Point localization data ->
*****
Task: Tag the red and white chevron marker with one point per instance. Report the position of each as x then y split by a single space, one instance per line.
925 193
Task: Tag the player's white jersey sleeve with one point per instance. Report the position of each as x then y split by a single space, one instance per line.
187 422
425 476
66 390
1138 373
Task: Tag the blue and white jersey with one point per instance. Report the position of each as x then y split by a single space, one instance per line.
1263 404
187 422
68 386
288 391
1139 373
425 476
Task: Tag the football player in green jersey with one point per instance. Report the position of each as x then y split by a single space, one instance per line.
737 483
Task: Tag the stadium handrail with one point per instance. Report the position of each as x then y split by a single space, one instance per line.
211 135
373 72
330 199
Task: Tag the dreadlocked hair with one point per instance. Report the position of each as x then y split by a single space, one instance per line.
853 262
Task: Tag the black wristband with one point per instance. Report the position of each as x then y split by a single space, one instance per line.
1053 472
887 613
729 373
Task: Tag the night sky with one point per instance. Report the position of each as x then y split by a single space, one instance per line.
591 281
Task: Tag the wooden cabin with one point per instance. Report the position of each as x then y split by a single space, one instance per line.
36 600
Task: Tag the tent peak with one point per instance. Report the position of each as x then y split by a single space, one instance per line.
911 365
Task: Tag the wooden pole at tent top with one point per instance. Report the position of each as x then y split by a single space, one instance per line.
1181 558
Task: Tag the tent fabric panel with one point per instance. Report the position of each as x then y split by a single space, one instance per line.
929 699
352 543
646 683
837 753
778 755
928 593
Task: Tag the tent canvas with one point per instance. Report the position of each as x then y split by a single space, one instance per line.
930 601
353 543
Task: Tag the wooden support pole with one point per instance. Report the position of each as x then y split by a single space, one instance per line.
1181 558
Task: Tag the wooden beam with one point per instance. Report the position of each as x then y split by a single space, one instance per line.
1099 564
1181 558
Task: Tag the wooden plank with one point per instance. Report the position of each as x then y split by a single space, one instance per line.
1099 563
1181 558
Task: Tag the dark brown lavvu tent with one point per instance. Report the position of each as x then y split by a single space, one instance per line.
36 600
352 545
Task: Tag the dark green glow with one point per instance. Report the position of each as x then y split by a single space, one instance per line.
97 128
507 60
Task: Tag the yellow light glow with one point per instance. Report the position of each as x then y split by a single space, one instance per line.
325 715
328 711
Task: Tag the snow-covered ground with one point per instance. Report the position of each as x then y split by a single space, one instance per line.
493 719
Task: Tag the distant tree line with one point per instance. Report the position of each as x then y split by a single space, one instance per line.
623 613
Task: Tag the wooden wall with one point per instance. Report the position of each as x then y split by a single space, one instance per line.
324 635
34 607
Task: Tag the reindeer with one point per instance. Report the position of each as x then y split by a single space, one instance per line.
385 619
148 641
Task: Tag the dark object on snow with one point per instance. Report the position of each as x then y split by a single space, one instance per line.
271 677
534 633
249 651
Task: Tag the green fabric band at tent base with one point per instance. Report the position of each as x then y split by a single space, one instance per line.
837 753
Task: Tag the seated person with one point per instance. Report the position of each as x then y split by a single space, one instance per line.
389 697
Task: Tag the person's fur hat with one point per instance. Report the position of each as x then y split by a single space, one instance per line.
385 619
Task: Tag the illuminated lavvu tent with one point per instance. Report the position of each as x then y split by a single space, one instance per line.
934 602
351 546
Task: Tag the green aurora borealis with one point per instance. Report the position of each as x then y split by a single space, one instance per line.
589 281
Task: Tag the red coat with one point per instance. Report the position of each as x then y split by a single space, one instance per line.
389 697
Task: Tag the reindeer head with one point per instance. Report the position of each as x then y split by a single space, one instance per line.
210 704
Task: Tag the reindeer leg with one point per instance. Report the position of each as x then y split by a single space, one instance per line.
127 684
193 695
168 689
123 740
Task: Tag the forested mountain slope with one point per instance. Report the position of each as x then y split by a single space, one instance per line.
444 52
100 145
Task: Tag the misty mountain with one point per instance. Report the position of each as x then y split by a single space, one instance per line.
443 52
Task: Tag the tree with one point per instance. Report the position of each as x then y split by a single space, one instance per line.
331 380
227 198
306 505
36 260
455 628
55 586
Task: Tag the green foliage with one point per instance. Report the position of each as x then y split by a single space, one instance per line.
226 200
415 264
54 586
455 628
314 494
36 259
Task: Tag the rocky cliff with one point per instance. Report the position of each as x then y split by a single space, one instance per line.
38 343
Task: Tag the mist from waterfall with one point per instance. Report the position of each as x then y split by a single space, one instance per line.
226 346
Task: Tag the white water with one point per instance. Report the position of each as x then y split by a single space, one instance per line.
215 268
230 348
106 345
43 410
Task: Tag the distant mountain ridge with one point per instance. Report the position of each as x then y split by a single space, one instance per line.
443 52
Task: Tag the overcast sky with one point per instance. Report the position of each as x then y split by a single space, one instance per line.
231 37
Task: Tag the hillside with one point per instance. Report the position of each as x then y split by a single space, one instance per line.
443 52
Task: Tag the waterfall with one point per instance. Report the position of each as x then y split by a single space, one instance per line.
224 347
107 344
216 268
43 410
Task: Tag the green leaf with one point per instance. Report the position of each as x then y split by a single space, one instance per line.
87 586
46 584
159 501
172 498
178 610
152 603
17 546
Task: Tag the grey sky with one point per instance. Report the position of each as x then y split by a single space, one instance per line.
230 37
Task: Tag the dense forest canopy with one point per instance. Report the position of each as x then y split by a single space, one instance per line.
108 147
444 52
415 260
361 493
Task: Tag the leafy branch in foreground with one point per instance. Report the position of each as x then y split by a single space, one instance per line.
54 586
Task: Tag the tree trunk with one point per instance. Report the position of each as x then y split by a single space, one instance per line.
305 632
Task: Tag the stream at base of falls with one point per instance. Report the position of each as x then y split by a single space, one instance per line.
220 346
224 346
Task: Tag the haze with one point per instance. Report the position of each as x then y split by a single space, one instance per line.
*****
Each entry above must be repeated exactly, with nothing dropped.

Result of this exercise ->
Task: Tag the red and white chevron marker with one point per instance. Report the position of each as x then y split by a single space, one instance per line.
925 193
Task: Tag the player's white jersey sleeve with one point per instance. Report the position of each as x then y split by a single space, one instance per line.
187 422
425 476
66 390
1138 373
Task: Tag the blue and white jersey with one point per instance. Report the position of each as x then y split by a single space, one instance per line.
1263 404
187 422
68 386
288 391
1139 373
425 476
Task: Tag the football player in green jersey with one point per instance. Report the position of each as x then y split by a single space, one instance per line.
737 483
Task: Tag the stadium handrail with one point per instance. Report the position of each as x then y split by a single space, one instance per line.
211 135
373 72
330 199
Task: Tag the dreadlocked hair with one point per instance. Report the position of each as x then y split by a single space, one instance per line.
853 262
Task: Tag the black wristband with one point per instance. Report the position of each as x then y split by a single space, one instance per line.
1053 472
887 613
729 373
Task: Tag the night sky with one point per instance. Report the position of each as x then y split by a single space, one instance per line.
591 281
Task: Tag the wooden cabin with one point per instance. Report the position of each as x then y split by a single space, one instance per line.
36 600
Task: Tag the tent peak with one point per instance. Report the position of each as x then y split by a single space, one instance per line.
911 365
Task: Tag the wooden pole at tent top with one point per instance. Report the position of each as x then y split by a single space, one instance per line.
1181 558
Task: Tag the tent fabric panel with one point per instance. Report the position of each as x then y split by a single space, one instance per line.
929 699
352 543
646 683
837 753
778 755
928 593
Task: Tag the tent canvas with one point per instance. Report the position of each as x then y split by a single space, one instance per line.
930 601
353 543
Task: Tag the wooden support pole with one point per instance. Report the position of each as x then y split by a single space, one instance per line.
1181 558
Task: Tag the wooden beam with one point per instance. Report the position of each as x then y split by a single space, one instance per line.
1099 564
1181 558
Task: Tag the wooden plank with one point per instance. Report the position of each as x then y split by a single space, one instance per line.
1099 563
1181 558
Task: Tag the dark brown lavvu tent with one point per instance. Report the position of each as x then y split by a single space, one instance per line.
36 600
352 545
Task: Tag the dark green glow with one point per instance. Report the position of each as x then y split by a single space, one instance per line.
97 128
507 60
Task: Tag the yellow light glow with one point per instance. Report the position of each as x then y split by a single space, one instance per line.
325 715
328 711
Task: Tag the snow-covered ground with one point per instance. Report the position of each as x then y split by a single space, one instance per line.
493 719
Task: Tag the distant tree line with one point per instance. Report the position of each as x then y split by a single space, one instance per line.
623 613
Task: Tag the wooden wall with one point per instance. Report the position of each as x then y split by a single space, one instance per line.
324 635
34 607
Task: Tag the reindeer with one point per instance. Report the position of each as x then y split by a single space, one instance per line.
385 619
148 641
Task: Tag the dark object on snow with one point per instance. Report the position of each as x then y split by a single space, one instance per line.
271 677
534 633
249 651
Task: Tag the green fabric band at tent base with one point per instance. Report the position of each as x then y split by a single space, one instance per line.
837 753
Task: Tag the seated person with one point per instance. Report the position of each as x then y split by a single space, one instance per line.
389 697
Task: Tag the person's fur hat with one point per instance. Report the position of each as x then y split by a single space, one instance per line.
385 619
Task: Tag the illuminated lavvu tent with one point per instance. Report the position of each as x then y split by a single space, one instance per line.
934 602
351 546
Task: Tag the green aurora borealis with one point per instance. Report the position of each as x then y split by a single space, one instance per line.
589 281
Task: Tag the red coat with one point per instance. Report the position of each as x then y split by a single space, one instance per line.
389 697
Task: Tag the reindeer head with one point per instance. Report the position of each as x then y split by a single space, one instance per line.
210 704
Task: Tag the reindeer leg with one point per instance. Report the position of each as x then y split by a single space, one instance per line.
127 684
193 695
168 689
123 740
Task: Tag the forested mountain slope with one point per instance. Report the position of each as x then y split by a single space, one instance per line.
444 52
100 145
Task: Tag the misty mountain with one point per instance. Report the position of each as x then y split by a single space, one instance per line.
443 52
Task: Tag the tree with one point per instance. Report the position of each as x then y split by a single space, one instance per line.
331 380
227 198
306 505
36 260
455 628
55 586
Task: Tag the green foliage with one point per instance. Report the position of each as x then y split by a single space, one instance per line.
226 200
415 264
54 586
455 628
314 494
36 259
Task: Tag the rocky cliff with one point per instance. Report the position of each as x then y split by a single space, one instance per line.
38 343
Task: Tag the mist from waterfall with one point per instance. Report the position of each as x then y split by a single space, one instance per line.
226 346
Task: Tag the white water with one point per instance. Report the position of each as x then y split by a single space, one instance per line.
215 268
230 348
106 345
43 410
Task: Tag the distant mountain ridge with one point per instance. Report the position of each as x then y split by a single space, one instance per line.
443 52
Task: Tag the overcast sky with one point per instance. Report the position of each as x then y split by a single space, one instance per line.
231 37
Task: Tag the hillside with one point per instance. Report the position of each as x then y split by a single space, one instance per line.
443 52
Task: Tag the waterfall with one point per instance. Report the position of each as x then y split by a single space, one instance per line.
224 347
107 344
216 268
43 410
Task: Tag the green leaf with one point per instance. Report the position of each as x then y split by a single space, one instance per line.
87 586
46 584
159 501
172 498
178 610
152 603
17 546
Task: Tag the grey sky with one point per instance. Report the position of each as x then y split by a single space, one instance per line.
230 37
Task: Tag the dense forest canopy with one point per instance. Report the position of each as x then y split by a single space, one instance per line.
108 147
444 52
415 260
361 493
Task: Tag the leafy branch in foreground with one point per instance. Report the position of each as x then y split by a single space, one instance per line.
54 586
Task: Tag the tree trunk with one point per instance. Report the position of each as x then y split by a single space, one instance per line.
305 632
Task: Tag the stream at base of falls with one point per instance. Report the position of each as x then y split by a single space, one instance per line.
220 346
224 346
Task: Tag the haze with one point per instance. Report the position of each as x then y split by a single space, one instance per line.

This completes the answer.